# Start of AVAILABLE RECORDS
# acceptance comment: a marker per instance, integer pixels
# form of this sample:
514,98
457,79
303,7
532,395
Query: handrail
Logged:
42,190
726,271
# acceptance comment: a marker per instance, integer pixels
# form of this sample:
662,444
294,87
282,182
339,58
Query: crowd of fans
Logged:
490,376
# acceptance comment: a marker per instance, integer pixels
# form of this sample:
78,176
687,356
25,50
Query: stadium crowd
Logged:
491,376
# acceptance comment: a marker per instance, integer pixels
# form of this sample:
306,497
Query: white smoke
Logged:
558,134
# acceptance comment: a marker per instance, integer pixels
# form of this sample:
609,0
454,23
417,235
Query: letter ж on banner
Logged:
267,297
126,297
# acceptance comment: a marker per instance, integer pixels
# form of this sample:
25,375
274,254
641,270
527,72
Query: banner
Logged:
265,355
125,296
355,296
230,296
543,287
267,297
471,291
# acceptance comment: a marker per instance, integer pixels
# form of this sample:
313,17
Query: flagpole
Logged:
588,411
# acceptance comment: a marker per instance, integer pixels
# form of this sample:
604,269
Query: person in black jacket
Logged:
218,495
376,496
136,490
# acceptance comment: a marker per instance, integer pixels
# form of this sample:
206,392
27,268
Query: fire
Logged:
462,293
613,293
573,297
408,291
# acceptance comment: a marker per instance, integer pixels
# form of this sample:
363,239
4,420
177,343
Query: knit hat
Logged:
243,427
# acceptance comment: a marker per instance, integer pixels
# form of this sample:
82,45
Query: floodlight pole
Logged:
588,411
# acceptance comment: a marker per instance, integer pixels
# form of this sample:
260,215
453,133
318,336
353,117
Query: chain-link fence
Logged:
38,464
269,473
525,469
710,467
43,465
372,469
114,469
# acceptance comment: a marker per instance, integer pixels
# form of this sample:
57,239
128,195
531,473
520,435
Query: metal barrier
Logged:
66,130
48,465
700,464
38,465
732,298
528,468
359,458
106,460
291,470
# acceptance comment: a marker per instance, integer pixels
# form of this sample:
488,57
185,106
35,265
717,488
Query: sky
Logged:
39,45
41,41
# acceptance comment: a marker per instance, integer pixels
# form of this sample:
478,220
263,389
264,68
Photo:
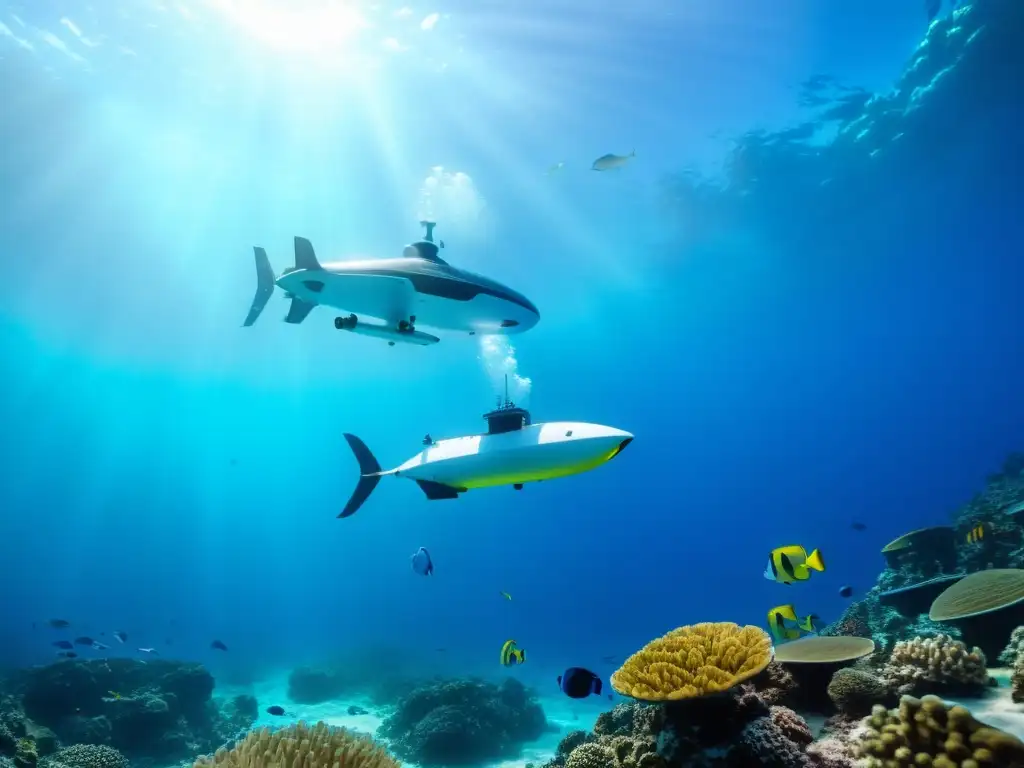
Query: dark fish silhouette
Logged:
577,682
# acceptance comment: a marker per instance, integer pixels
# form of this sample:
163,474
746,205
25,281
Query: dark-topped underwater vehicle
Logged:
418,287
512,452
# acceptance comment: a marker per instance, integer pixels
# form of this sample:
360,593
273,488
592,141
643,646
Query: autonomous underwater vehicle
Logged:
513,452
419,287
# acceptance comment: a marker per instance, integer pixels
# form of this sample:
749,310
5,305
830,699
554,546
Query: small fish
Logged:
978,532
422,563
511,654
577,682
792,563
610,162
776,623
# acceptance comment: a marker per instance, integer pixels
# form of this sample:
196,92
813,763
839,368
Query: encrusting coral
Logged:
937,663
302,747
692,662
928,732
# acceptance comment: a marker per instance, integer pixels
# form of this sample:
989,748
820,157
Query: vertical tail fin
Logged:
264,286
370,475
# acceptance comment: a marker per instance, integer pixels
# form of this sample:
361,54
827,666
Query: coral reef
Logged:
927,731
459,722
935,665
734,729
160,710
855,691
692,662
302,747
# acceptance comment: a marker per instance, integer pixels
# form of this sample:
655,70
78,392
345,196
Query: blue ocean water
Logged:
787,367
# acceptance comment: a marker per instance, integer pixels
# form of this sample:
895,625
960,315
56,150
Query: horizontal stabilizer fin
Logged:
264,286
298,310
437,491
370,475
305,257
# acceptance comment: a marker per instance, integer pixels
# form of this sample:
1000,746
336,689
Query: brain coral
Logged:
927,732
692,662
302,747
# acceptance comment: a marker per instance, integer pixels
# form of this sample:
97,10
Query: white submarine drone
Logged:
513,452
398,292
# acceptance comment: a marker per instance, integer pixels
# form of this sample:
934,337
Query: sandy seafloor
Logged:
# End of AVAILABLE RECORDS
EXERCISE INSTRUCTIONS —
Which lines in the records above contain the word "banner"? Gather each of them in full.

THE COMPLETED TASK —
Query: letter ж on banner
Query: banner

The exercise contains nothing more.